DATASET EXTRACT »
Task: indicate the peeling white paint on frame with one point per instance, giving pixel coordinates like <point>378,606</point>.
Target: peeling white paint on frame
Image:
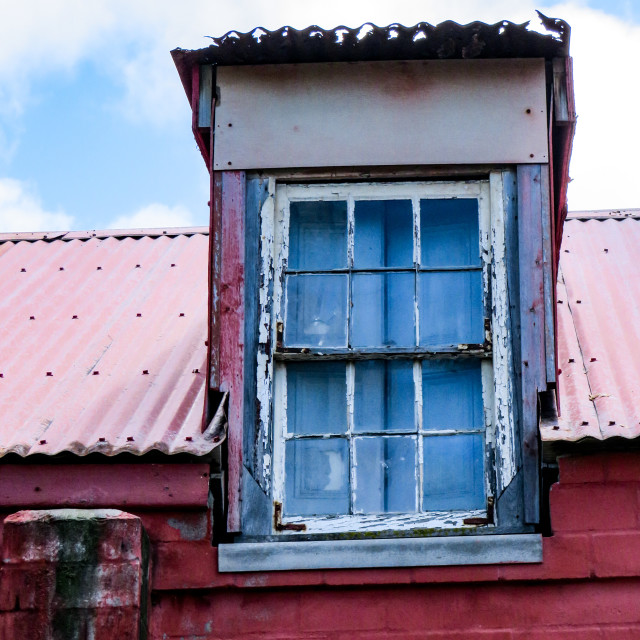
<point>496,382</point>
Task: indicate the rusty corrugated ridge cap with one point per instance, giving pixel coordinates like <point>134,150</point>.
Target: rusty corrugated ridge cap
<point>368,42</point>
<point>34,236</point>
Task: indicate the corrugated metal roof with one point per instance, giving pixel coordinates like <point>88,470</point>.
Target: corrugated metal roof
<point>422,41</point>
<point>102,342</point>
<point>598,320</point>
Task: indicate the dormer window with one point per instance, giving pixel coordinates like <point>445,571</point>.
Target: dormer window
<point>383,377</point>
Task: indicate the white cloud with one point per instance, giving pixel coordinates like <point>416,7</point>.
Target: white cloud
<point>21,210</point>
<point>153,216</point>
<point>131,39</point>
<point>604,164</point>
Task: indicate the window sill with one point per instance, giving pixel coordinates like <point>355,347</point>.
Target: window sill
<point>396,552</point>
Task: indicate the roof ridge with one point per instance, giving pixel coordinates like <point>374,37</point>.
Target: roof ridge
<point>34,236</point>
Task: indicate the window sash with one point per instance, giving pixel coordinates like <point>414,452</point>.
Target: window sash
<point>285,193</point>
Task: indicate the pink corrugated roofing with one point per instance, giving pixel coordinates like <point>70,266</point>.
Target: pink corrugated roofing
<point>598,320</point>
<point>102,342</point>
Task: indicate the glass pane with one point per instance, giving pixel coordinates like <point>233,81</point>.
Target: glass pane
<point>452,395</point>
<point>449,233</point>
<point>384,395</point>
<point>383,235</point>
<point>382,313</point>
<point>318,235</point>
<point>385,474</point>
<point>316,311</point>
<point>316,397</point>
<point>453,473</point>
<point>317,477</point>
<point>450,306</point>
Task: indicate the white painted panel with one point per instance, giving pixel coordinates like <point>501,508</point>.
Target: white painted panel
<point>381,113</point>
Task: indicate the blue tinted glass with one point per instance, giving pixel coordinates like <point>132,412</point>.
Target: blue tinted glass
<point>449,233</point>
<point>317,477</point>
<point>453,473</point>
<point>385,474</point>
<point>318,235</point>
<point>316,397</point>
<point>451,395</point>
<point>384,395</point>
<point>382,313</point>
<point>383,235</point>
<point>450,304</point>
<point>316,311</point>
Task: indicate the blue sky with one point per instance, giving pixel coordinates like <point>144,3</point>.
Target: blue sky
<point>95,127</point>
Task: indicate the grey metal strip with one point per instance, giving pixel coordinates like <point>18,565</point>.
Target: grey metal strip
<point>396,552</point>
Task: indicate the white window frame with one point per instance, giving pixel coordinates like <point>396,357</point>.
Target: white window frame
<point>497,387</point>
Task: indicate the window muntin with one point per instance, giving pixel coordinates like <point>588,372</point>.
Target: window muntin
<point>379,442</point>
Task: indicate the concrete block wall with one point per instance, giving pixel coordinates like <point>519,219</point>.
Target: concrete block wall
<point>73,574</point>
<point>586,587</point>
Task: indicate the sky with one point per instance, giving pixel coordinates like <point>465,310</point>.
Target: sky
<point>95,128</point>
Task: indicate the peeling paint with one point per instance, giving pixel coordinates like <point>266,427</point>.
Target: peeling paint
<point>503,365</point>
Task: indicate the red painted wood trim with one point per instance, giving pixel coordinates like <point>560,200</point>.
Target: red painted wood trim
<point>120,486</point>
<point>215,254</point>
<point>232,329</point>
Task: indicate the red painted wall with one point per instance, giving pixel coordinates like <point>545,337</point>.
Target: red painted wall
<point>588,585</point>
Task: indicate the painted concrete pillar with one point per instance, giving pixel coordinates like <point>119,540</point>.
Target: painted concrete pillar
<point>73,574</point>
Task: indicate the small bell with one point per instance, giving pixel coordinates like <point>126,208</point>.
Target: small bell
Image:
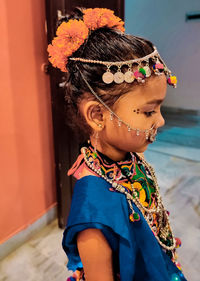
<point>134,217</point>
<point>178,242</point>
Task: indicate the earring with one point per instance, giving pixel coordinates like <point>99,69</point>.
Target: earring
<point>95,145</point>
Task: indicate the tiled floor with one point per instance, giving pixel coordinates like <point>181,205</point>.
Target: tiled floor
<point>176,158</point>
<point>40,259</point>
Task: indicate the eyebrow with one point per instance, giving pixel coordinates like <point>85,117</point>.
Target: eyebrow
<point>155,102</point>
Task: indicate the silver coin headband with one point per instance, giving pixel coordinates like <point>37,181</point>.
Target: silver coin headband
<point>138,73</point>
<point>150,134</point>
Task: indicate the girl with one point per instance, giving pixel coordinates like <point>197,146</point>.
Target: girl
<point>118,228</point>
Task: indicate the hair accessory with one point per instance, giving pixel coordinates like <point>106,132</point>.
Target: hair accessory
<point>150,133</point>
<point>138,69</point>
<point>72,34</point>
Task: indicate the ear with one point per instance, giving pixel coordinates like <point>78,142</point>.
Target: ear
<point>94,115</point>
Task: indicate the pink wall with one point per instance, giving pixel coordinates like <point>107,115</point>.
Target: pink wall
<point>27,178</point>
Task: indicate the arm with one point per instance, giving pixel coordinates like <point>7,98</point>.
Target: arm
<point>96,255</point>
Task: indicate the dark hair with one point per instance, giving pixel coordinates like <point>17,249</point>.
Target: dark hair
<point>105,44</point>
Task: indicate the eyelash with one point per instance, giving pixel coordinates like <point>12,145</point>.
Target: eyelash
<point>150,113</point>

DIRECTION » Write out all of the items above again, swapping "indicate" for "mark" wherever it occurs and changing nothing else. Omit the pictures.

OUTPUT OF THE TASK »
Task: mark the peeling white paint on frame with one point per instance, giving pixel coordinates like <point>378,606</point>.
Target: peeling white paint on frame
Image:
<point>496,382</point>
Task: mark the rusty corrugated ridge cap with one point per instance, giving pixel coordinates like <point>134,150</point>.
Target: rusty corrugated ridge cap
<point>368,42</point>
<point>34,236</point>
Task: mark the corrugated metal roof with one point per instance, giving pixel coordinates like <point>88,470</point>.
Target: corrugated metal roof
<point>422,41</point>
<point>102,342</point>
<point>598,320</point>
Task: mark the dormer window with one point per instance, giving pixel coordinates like <point>445,571</point>.
Target: dormer window
<point>383,377</point>
Task: mark the white cloud with one point per instance, giving pixel coordinates like <point>416,7</point>.
Target: white cloud
<point>21,210</point>
<point>153,216</point>
<point>131,39</point>
<point>604,164</point>
Task: mark the window sill with one point per instance, giving pixel coordinates like <point>355,347</point>.
Target: window sill
<point>396,552</point>
Task: mark the roof ridge with one point per instance, giving pixel coordinates like <point>374,37</point>.
Target: roof ridge
<point>34,236</point>
Task: mark the window sash with one point per instance, giving pixel coordinates like <point>414,452</point>.
Target: window sash
<point>285,193</point>
Task: mark the pink corrugated roofing with one point per instance, giving pixel coordinates like <point>70,266</point>.
Target: pink corrugated roofing
<point>598,320</point>
<point>102,342</point>
Task: mark the glass pane with one point per instance, giving pixel coordinates like <point>233,81</point>.
Target: glass pane
<point>452,395</point>
<point>449,233</point>
<point>384,395</point>
<point>383,235</point>
<point>382,313</point>
<point>318,235</point>
<point>385,474</point>
<point>316,311</point>
<point>316,397</point>
<point>453,473</point>
<point>317,477</point>
<point>450,306</point>
Task: mark the white painted panel with one point per instance, giving pixel coordinates like <point>501,508</point>.
Target: white painted panel
<point>381,113</point>
Task: mark the blue tinted glass with one point per instance, giving pixel coordinates like <point>132,412</point>.
Target: blue tinted glass
<point>449,233</point>
<point>317,477</point>
<point>453,473</point>
<point>385,474</point>
<point>318,235</point>
<point>316,397</point>
<point>451,395</point>
<point>384,395</point>
<point>382,313</point>
<point>383,235</point>
<point>450,304</point>
<point>316,311</point>
Task: mark the blue sky with one point per instance, giving pixel coordinates like <point>144,3</point>.
Target: blue sky
<point>95,127</point>
Task: mark the grey metal strip with one point per instance, giving pixel coordinates like <point>18,565</point>.
Target: grey metal strip
<point>396,552</point>
Task: mark the white window frame with one point per instance, giving pixel coordinates like <point>396,357</point>.
Target: white window frame
<point>497,387</point>
Task: mark the window muntin with one point per instance, giving pixel coordinates like <point>588,372</point>.
Target: window muntin
<point>379,442</point>
Task: mark the concrete block wall with one point per instance, giving pixel coordinates like <point>519,219</point>.
Target: concrete block wall
<point>73,574</point>
<point>586,587</point>
Task: mark the sky with one point per instance, giving pixel coordinates like <point>465,310</point>.
Target: sky
<point>95,128</point>
Task: mark the peeling paint with one point per instance, giving pixel coordinates like <point>266,427</point>.
Target: peeling paint
<point>503,365</point>
Task: mark the red painted wood trim with one point per instance, giving pixel coordinates like <point>560,200</point>.
Target: red painted wood trim
<point>120,486</point>
<point>215,254</point>
<point>232,329</point>
Task: mark the red painted wall with one point per instance, giving pixel coordinates like <point>545,337</point>.
Target: red painted wall
<point>588,585</point>
Task: mark the painted concrete pillar with one point per instance, giving pixel coordinates like <point>119,540</point>.
Target: painted concrete pillar
<point>73,574</point>
Task: mark the small bell with one point per instance, giving pixel coordinates like <point>126,208</point>.
Target: small bell
Image:
<point>134,217</point>
<point>178,242</point>
Task: mark the earring with one point per instance, giving pixel coordinates like <point>99,69</point>.
Target: earring
<point>95,145</point>
Task: mark the tiled floor with one point per instance, giving pixel coordinates like <point>181,205</point>.
Target: tiled floor
<point>176,158</point>
<point>40,259</point>
Task: mark the eyebrow with one point per instance, giving pixel coordinates like <point>85,117</point>.
Target: eyebrow
<point>155,102</point>
Task: mark the silver coin headband with one point per instance, giving pixel coordinates like <point>37,181</point>.
Target: silver coin headband
<point>138,73</point>
<point>150,134</point>
Task: mark the girl with one point per instance, giving pixel coordinates like <point>197,146</point>.
Target: girl
<point>118,228</point>
Task: mark the hair accessory with one point per instance, giving pixel coordinates like <point>106,132</point>.
Target: hair accessory
<point>150,133</point>
<point>138,69</point>
<point>72,34</point>
Task: mark the ear with one point per instance, giving pixel coordinates like <point>78,142</point>.
Target: ear
<point>94,115</point>
Task: mark the pink wall with one point per instance, giving pixel coordinates like <point>107,115</point>.
Target: pink wall
<point>27,178</point>
Task: mark the arm with one point per instance, giving pixel coordinates like <point>7,98</point>.
Target: arm
<point>96,255</point>
Task: mark the dark hair with one point per instance, giving pixel coordinates like <point>17,249</point>.
Target: dark hair
<point>105,44</point>
Task: mark the eyelash with one point per instance, giving pixel coordinates like <point>12,145</point>.
Target: eyelash
<point>150,113</point>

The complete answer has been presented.